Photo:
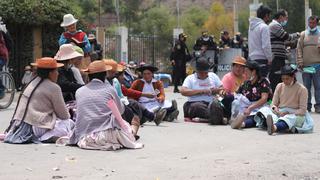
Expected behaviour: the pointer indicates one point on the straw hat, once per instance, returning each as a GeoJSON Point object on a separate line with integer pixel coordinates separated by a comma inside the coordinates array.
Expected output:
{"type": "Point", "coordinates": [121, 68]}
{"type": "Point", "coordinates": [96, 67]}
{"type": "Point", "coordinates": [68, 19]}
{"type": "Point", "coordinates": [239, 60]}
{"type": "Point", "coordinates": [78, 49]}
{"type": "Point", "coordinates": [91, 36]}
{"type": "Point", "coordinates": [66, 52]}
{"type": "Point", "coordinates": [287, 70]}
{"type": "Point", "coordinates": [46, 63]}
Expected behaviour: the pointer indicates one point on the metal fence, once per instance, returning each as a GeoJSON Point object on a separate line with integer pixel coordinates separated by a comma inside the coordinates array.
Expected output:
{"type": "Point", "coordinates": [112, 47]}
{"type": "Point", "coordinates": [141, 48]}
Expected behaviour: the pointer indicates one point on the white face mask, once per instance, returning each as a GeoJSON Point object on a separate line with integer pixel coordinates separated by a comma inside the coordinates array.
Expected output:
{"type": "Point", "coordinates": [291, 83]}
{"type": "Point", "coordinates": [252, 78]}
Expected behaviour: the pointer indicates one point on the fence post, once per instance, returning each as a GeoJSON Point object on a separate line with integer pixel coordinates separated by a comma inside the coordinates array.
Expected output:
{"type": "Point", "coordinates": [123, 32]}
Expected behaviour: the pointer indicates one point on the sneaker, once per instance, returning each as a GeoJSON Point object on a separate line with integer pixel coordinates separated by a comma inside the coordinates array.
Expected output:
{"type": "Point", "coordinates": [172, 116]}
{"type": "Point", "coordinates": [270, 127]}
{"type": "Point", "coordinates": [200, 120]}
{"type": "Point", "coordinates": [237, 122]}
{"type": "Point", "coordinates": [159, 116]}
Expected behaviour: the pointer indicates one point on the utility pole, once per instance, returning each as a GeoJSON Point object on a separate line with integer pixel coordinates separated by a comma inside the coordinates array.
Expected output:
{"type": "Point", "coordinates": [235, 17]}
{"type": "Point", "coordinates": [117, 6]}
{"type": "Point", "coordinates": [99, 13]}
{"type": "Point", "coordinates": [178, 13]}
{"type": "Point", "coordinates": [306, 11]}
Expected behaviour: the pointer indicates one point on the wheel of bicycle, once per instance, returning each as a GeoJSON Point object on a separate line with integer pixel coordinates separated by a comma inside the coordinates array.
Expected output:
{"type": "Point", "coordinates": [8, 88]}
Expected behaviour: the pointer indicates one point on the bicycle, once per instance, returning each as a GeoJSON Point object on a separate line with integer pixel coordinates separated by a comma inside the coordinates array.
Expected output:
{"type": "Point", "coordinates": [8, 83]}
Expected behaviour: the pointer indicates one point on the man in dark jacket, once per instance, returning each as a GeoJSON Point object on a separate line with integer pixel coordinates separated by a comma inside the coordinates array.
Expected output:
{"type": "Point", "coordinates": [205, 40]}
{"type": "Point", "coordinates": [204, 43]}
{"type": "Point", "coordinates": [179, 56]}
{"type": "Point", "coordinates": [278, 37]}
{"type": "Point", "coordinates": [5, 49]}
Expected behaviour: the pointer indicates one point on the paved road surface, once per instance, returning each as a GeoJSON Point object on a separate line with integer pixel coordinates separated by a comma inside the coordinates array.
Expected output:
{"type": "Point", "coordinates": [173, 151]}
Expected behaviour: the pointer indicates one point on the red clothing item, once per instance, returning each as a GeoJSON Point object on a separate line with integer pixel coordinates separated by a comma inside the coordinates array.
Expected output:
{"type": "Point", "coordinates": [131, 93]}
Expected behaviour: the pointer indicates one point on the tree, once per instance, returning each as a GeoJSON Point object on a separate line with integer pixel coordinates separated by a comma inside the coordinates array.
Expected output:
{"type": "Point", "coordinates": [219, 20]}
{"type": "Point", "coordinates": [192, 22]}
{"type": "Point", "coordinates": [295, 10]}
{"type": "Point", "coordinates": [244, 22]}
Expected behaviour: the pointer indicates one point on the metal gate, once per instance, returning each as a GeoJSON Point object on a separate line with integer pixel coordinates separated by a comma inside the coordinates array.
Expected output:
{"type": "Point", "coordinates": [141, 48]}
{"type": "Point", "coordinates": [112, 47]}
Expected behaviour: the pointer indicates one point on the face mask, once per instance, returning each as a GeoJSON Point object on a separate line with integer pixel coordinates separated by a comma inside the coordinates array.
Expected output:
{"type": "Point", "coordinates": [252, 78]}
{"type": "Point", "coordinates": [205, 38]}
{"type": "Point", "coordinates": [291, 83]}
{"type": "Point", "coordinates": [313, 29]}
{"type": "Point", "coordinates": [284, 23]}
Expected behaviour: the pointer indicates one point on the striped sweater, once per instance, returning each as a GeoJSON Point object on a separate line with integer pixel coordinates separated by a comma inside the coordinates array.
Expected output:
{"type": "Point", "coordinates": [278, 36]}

• • • • •

From the first line to the last, set down the records exactly, leaving out images.

- **Problem solution**
Photo:
Expected behaviour: the pointer indicates one point on the straw hat, once per instance, returning each as a GeoJSON Point object on a separate line with integer pixel coordinates separated by a comma inside the coordinates array.
Expected output:
{"type": "Point", "coordinates": [121, 68]}
{"type": "Point", "coordinates": [96, 67]}
{"type": "Point", "coordinates": [68, 19]}
{"type": "Point", "coordinates": [239, 60]}
{"type": "Point", "coordinates": [78, 49]}
{"type": "Point", "coordinates": [91, 36]}
{"type": "Point", "coordinates": [66, 52]}
{"type": "Point", "coordinates": [287, 70]}
{"type": "Point", "coordinates": [46, 63]}
Expected behaviour: the pointer indicates one point on the metal fence, once per instance, returning each as a GeoJSON Point object on a separate line with integer pixel coordinates separated by a comma inside the coordinates array.
Expected output:
{"type": "Point", "coordinates": [112, 47]}
{"type": "Point", "coordinates": [141, 48]}
Expected behaviour: the pointer indicates one point on the white face mask, once per instance, returning each as a GeoJSON Point object on a separate line with integer pixel coordinates separated by a comma inside the coordinates array.
Expected output:
{"type": "Point", "coordinates": [291, 83]}
{"type": "Point", "coordinates": [252, 78]}
Expected behaviour: the pointer indicates one point on the fence post, once per instance, returning each as a GeoJSON Point object on a separate line with integer pixel coordinates separated by a comma inside the coordinates array.
Expected output:
{"type": "Point", "coordinates": [123, 32]}
Expected behaviour: the pointer indicates one point on the sneaker, once per instance, returning each as a GeoJSON Point object on a separate line with integer pixel coordinates separated by a comma inside the coordinates array.
Expected output:
{"type": "Point", "coordinates": [172, 116]}
{"type": "Point", "coordinates": [270, 127]}
{"type": "Point", "coordinates": [200, 120]}
{"type": "Point", "coordinates": [237, 122]}
{"type": "Point", "coordinates": [159, 116]}
Expected behaviour: the pointer indicates one point on the utility pole, once per instance, returning each as a GeoJSON Point object on a separate line with integer pixel coordinates separated by a comma inside the coordinates array.
Expected output:
{"type": "Point", "coordinates": [235, 17]}
{"type": "Point", "coordinates": [117, 6]}
{"type": "Point", "coordinates": [99, 13]}
{"type": "Point", "coordinates": [178, 13]}
{"type": "Point", "coordinates": [306, 11]}
Expected behaviour: the pointer indicates one point on the wheel of bicycle, once per instance, returning each as a GeoJSON Point object on a separate line with integer pixel coordinates separated by a comma inside the coordinates array.
Expected output:
{"type": "Point", "coordinates": [8, 88]}
Expected behaviour: the pointer indicates one point on the bicycle, once per instance, returning each as a GeoJSON Point object on a separate line with integer pixel coordinates separated by a comma inside the coordinates array.
Expected output:
{"type": "Point", "coordinates": [8, 83]}
Expected behaviour: the pointer indicates one point on the man in dark jacket, once per instance, returning each as a GeoJSON Point object on a separate line with integer pixel coordinates separated by a comma inside the coordinates array.
Expected output:
{"type": "Point", "coordinates": [205, 40]}
{"type": "Point", "coordinates": [204, 43]}
{"type": "Point", "coordinates": [179, 56]}
{"type": "Point", "coordinates": [278, 37]}
{"type": "Point", "coordinates": [5, 49]}
Expected behaviour: the pointer indicates one point on the paved road surface, once per instance, returning each as a GeoJSON Point object on a separate line with integer pixel coordinates separated by a comma inside the coordinates array.
Expected output:
{"type": "Point", "coordinates": [173, 151]}
Expected behaviour: the pointer indicates one point on the red clothing item, once per instance, returning each as a GeoJSON Point object on a separate line with integer pixel coordinates separated by a comma inside the coordinates array.
Expected output:
{"type": "Point", "coordinates": [131, 93]}
Expected behaviour: the pointer indicates one point on the tree, once per instance, returning each as a GeoJSON Point object on a separate line with integer pixel coordinates separated by a comma inside the coordinates array.
Expected output:
{"type": "Point", "coordinates": [219, 20]}
{"type": "Point", "coordinates": [192, 22]}
{"type": "Point", "coordinates": [295, 10]}
{"type": "Point", "coordinates": [244, 22]}
Expected behaviour: the pointer indicates one point on the metal gate, once per instance, returning each as a GeoJSON Point object on a separate line with integer pixel coordinates separated by a comma inside the coordinates array.
Expected output:
{"type": "Point", "coordinates": [141, 48]}
{"type": "Point", "coordinates": [112, 47]}
Expected behaviour: the pointer indicates one point on the face mask, once per instance, returning each as a GeoJSON Point object on a separate line with integer pixel coordinates separated by a comma inside the coordinates array.
Expected output:
{"type": "Point", "coordinates": [252, 78]}
{"type": "Point", "coordinates": [205, 38]}
{"type": "Point", "coordinates": [291, 83]}
{"type": "Point", "coordinates": [313, 29]}
{"type": "Point", "coordinates": [284, 23]}
Expected behaviour: the pointer indicates one point on the striped sweater, once per instance, returning each as a GeoJSON Point object on a separate line with integer pixel coordinates separated by a comma inside the coordinates array.
Expected output:
{"type": "Point", "coordinates": [278, 36]}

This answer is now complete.